(Records from a data source)
· · · · ·

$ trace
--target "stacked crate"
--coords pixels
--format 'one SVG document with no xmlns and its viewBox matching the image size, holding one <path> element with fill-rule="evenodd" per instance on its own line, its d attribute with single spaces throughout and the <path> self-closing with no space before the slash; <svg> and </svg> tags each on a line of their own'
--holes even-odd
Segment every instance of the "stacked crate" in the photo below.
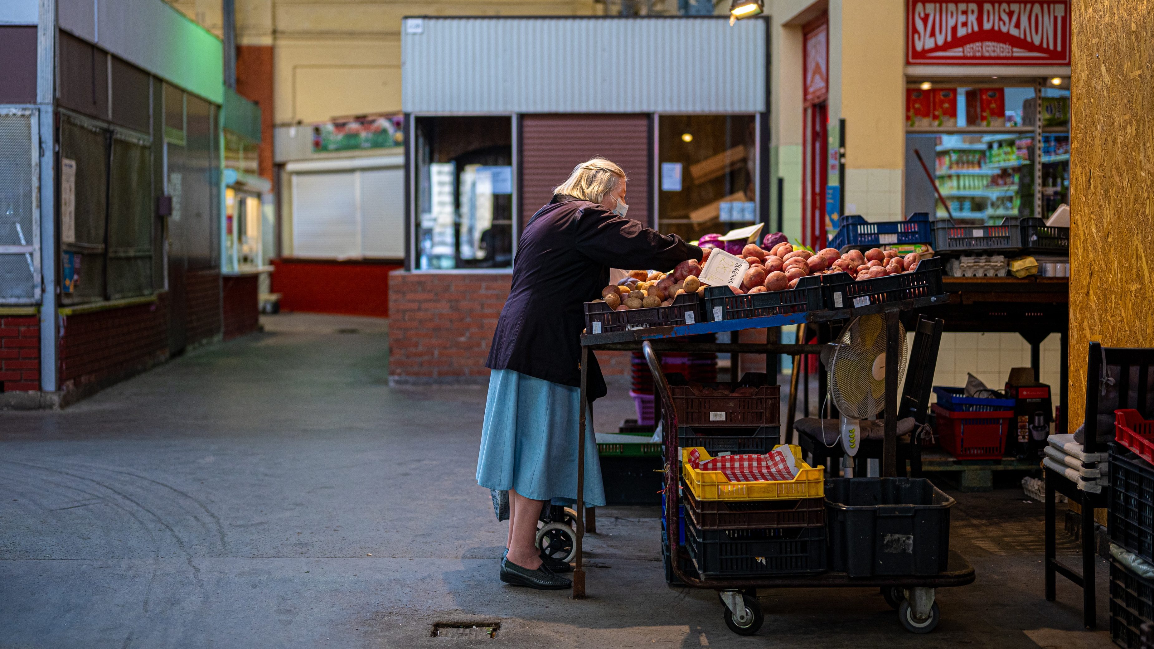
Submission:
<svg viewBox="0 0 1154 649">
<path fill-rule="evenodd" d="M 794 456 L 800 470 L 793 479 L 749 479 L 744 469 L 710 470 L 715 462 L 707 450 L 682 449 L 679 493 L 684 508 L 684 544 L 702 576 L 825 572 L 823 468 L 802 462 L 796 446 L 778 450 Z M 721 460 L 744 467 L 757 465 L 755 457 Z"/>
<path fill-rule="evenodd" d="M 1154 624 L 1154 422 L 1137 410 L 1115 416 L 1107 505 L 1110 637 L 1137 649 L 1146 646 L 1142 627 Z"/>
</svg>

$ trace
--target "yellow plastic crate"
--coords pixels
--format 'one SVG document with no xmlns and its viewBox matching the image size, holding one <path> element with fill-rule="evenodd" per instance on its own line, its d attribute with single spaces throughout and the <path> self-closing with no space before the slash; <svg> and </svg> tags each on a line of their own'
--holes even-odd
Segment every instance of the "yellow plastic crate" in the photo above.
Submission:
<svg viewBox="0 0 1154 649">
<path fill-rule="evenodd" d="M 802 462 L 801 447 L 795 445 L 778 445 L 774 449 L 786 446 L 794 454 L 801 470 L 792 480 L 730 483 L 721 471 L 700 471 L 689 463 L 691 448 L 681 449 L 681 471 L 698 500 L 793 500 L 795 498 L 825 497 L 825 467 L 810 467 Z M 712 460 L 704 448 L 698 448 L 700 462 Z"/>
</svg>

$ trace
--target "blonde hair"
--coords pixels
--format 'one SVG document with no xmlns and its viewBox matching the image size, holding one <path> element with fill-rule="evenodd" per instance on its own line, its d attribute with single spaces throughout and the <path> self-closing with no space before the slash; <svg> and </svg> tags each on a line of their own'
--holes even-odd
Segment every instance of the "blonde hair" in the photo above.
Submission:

· · · · ·

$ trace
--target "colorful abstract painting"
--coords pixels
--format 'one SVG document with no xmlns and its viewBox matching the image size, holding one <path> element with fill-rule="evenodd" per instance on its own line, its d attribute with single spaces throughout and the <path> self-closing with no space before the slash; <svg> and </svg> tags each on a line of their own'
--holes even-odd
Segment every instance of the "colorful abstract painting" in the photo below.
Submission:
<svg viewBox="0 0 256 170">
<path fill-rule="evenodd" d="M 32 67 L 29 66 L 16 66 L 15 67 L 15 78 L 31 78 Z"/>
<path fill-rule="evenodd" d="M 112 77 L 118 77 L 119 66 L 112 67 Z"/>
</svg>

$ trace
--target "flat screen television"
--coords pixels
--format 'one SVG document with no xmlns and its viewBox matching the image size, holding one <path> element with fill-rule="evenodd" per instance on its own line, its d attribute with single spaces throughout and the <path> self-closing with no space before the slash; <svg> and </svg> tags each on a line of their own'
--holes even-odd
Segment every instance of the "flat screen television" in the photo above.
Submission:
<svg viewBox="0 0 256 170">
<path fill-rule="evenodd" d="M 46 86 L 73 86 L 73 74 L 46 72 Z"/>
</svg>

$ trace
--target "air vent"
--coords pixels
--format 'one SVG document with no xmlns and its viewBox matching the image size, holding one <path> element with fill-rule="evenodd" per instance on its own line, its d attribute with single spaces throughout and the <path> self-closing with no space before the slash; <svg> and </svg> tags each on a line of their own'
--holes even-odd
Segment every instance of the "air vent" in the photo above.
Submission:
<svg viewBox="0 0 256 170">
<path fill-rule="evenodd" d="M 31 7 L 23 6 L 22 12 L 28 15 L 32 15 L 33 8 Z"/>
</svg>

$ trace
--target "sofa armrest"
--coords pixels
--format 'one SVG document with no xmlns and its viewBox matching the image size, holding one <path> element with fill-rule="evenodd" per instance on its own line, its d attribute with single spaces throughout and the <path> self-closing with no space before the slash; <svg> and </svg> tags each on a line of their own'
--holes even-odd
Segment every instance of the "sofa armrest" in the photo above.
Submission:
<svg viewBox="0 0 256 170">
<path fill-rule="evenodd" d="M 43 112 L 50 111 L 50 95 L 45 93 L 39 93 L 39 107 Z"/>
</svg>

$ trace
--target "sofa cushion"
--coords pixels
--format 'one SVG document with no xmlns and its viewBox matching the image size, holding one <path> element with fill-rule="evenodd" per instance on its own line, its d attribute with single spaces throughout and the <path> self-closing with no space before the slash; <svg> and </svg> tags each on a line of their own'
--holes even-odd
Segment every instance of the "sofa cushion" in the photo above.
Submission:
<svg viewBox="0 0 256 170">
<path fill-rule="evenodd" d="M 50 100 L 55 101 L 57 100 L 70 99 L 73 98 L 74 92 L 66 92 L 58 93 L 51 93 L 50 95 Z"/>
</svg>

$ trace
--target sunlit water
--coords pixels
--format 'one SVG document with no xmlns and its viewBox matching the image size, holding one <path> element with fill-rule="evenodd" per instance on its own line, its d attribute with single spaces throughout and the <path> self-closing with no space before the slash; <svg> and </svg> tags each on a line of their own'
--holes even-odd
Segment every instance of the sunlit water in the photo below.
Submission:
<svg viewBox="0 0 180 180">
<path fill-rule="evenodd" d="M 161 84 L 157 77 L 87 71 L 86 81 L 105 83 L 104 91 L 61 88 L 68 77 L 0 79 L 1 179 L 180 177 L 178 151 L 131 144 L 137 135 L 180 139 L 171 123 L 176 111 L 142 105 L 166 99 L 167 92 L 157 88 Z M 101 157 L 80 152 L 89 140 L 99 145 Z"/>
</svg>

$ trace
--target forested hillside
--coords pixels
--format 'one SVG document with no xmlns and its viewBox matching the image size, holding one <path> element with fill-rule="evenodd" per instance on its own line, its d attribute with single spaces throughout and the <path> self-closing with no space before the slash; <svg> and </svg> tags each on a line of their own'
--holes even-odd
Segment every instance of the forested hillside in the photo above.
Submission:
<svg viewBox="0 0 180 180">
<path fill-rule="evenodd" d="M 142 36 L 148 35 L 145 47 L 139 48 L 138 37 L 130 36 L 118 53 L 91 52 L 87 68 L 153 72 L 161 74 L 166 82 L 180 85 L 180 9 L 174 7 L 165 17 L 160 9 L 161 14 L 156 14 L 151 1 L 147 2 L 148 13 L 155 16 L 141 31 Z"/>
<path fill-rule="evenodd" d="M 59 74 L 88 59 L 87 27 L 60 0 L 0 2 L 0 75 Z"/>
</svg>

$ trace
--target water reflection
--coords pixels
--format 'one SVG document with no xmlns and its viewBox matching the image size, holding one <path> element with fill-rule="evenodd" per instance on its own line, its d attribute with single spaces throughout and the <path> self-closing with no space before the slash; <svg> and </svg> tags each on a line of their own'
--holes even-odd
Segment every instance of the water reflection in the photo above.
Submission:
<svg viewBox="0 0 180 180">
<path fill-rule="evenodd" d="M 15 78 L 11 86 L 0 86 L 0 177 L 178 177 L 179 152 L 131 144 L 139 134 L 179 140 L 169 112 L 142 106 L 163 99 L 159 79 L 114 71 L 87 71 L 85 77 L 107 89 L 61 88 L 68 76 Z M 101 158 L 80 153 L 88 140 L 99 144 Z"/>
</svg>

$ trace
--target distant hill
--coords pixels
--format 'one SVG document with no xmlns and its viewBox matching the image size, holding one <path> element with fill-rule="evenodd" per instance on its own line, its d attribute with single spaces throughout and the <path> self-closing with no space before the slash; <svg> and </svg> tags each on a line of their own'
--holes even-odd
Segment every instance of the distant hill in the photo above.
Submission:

· · · · ·

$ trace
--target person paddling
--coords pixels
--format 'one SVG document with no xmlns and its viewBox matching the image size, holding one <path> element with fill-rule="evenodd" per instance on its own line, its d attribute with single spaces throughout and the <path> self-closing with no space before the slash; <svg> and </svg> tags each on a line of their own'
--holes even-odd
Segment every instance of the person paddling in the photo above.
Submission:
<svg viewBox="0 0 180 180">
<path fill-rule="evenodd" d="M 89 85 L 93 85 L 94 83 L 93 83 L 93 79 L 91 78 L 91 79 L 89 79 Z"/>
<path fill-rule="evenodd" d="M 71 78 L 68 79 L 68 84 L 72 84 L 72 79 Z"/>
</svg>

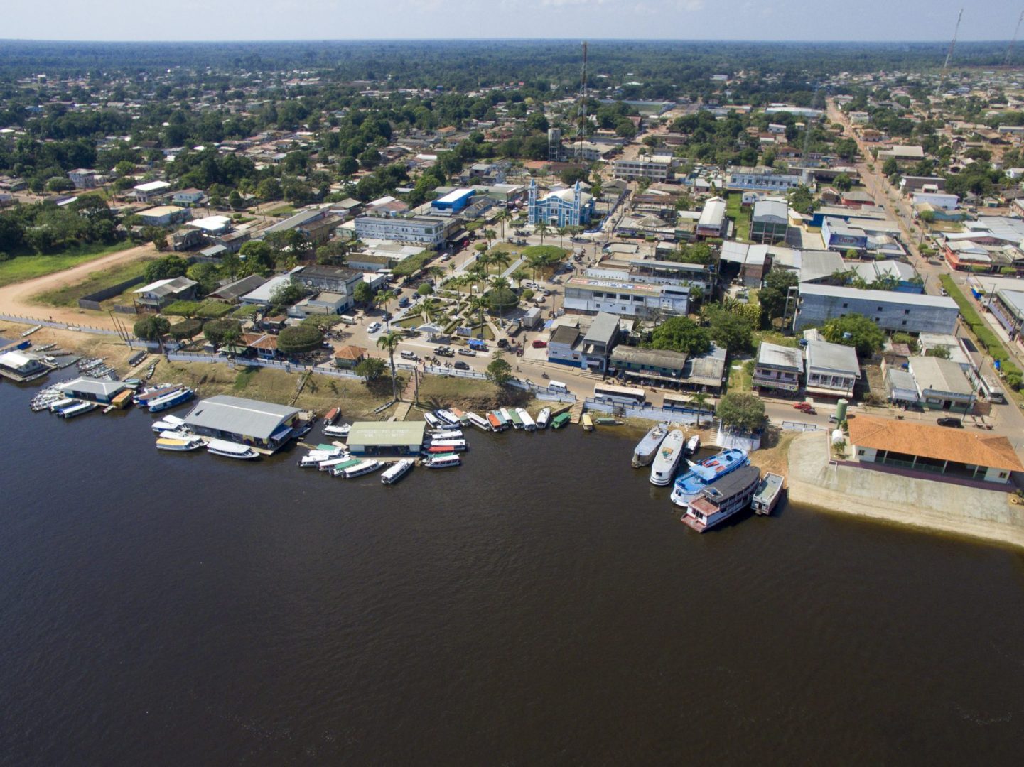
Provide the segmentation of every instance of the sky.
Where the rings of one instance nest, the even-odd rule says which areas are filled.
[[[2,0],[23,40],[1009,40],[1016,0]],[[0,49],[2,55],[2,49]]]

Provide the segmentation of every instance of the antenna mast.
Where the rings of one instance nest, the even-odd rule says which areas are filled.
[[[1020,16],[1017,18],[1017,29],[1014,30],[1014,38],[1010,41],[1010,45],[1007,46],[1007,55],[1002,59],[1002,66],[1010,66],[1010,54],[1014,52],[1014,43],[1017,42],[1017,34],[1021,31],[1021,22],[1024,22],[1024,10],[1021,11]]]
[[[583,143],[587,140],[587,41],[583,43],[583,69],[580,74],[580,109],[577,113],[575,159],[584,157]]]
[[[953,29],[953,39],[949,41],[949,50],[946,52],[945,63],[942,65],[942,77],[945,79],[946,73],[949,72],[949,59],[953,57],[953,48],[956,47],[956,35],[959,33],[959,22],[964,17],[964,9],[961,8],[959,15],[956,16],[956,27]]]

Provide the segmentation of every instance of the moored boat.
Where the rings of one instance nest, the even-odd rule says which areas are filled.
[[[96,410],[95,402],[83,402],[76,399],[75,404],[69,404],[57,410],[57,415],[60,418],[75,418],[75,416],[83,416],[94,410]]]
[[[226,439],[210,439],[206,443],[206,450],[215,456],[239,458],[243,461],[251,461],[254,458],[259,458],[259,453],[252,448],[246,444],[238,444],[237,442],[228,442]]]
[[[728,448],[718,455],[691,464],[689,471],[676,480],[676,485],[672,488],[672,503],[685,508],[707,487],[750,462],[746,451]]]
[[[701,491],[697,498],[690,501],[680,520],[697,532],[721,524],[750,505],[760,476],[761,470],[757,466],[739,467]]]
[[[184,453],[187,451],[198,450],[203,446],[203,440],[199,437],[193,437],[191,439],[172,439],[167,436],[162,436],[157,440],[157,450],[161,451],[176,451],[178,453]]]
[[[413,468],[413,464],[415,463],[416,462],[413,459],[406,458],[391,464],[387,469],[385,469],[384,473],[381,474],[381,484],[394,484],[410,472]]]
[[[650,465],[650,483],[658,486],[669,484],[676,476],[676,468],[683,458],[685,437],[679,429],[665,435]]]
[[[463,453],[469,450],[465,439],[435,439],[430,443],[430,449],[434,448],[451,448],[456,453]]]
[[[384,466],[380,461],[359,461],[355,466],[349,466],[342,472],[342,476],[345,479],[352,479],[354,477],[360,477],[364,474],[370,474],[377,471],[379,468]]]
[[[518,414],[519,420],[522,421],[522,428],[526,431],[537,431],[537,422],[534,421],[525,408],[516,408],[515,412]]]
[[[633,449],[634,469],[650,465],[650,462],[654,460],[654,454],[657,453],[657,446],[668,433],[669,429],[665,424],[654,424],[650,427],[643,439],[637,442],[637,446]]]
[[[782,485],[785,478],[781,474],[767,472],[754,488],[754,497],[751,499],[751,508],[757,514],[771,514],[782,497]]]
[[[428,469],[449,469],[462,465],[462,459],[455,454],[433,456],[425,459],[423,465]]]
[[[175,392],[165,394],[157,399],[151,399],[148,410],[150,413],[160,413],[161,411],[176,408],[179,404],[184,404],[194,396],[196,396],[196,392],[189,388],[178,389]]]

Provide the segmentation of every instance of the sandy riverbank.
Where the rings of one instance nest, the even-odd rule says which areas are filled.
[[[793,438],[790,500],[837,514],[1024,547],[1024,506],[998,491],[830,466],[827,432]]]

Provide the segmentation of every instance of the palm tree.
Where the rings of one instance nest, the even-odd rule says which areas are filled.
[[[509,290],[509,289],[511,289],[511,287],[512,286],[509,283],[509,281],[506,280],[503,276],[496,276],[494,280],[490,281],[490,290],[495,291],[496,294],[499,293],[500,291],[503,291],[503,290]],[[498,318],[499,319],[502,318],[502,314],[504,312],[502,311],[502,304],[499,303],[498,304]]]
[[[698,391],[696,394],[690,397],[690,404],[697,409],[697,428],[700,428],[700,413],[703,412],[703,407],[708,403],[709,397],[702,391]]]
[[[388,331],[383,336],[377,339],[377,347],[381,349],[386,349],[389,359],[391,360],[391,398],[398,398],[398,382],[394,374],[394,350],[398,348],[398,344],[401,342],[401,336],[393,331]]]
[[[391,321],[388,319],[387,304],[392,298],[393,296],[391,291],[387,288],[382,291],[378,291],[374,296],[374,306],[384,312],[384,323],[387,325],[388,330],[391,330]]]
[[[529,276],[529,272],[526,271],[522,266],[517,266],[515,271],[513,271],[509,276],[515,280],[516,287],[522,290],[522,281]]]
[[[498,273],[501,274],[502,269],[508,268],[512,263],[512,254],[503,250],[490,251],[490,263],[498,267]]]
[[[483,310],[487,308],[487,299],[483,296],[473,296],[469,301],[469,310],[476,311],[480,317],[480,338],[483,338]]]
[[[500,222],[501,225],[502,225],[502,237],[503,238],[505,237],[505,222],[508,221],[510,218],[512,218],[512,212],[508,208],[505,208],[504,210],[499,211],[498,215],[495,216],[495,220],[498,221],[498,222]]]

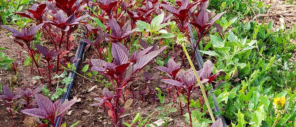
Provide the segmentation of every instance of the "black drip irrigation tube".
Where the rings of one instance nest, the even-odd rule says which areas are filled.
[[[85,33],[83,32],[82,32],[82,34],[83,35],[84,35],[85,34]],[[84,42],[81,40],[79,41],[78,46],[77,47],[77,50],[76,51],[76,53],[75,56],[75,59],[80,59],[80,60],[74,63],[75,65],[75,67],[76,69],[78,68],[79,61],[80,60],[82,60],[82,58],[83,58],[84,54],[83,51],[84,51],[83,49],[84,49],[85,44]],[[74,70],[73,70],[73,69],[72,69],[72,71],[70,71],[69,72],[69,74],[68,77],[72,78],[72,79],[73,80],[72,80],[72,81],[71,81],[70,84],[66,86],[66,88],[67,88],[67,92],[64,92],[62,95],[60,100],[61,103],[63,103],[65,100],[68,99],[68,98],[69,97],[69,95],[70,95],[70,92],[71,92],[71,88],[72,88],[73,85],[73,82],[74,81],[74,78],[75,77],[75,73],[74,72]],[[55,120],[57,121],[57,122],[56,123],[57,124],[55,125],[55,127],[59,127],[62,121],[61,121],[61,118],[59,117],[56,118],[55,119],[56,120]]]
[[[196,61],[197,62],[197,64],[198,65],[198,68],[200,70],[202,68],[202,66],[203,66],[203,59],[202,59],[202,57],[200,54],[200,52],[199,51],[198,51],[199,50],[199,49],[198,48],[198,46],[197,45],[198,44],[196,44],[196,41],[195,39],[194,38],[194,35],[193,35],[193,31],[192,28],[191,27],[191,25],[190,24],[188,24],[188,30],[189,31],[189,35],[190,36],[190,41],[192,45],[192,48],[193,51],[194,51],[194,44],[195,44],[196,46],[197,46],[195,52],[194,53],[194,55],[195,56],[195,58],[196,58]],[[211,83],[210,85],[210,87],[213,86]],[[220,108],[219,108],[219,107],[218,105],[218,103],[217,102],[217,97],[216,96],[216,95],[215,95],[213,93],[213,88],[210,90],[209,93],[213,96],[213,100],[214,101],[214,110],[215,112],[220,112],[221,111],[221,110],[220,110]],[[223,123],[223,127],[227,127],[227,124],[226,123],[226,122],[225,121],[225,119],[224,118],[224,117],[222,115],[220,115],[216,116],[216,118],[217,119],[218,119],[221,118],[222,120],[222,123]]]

· · · · ·

Written instruction>
List every line of the listing above that contains the word "television", copying each such line in full.

Result of this exercise>
--target "flat screen television"
Segment every instance of the "flat screen television" in the photo above.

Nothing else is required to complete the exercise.